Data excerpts
^^^^^^^^

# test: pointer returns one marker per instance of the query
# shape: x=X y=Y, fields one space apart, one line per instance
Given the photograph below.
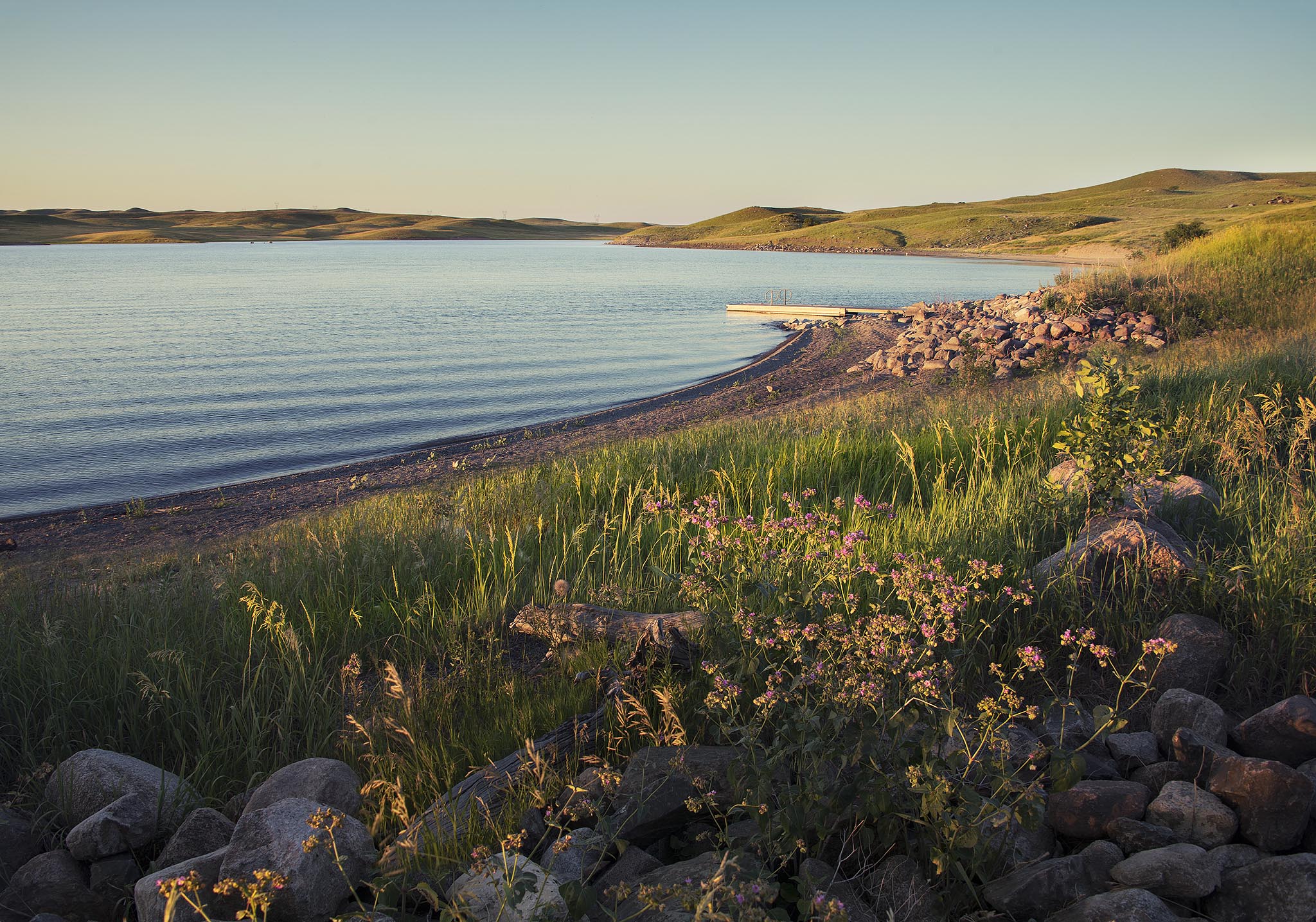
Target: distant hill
x=138 y=226
x=1111 y=220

^^^^^^^^

#### Exercise
Apart from the pictures, return the records exactly.

#### Finished task
# test: pointer returns one marker per instance of the query
# shape: x=X y=Y, fields one space apart, one line per instance
Given the photograph below.
Target: distant hill
x=138 y=226
x=1111 y=220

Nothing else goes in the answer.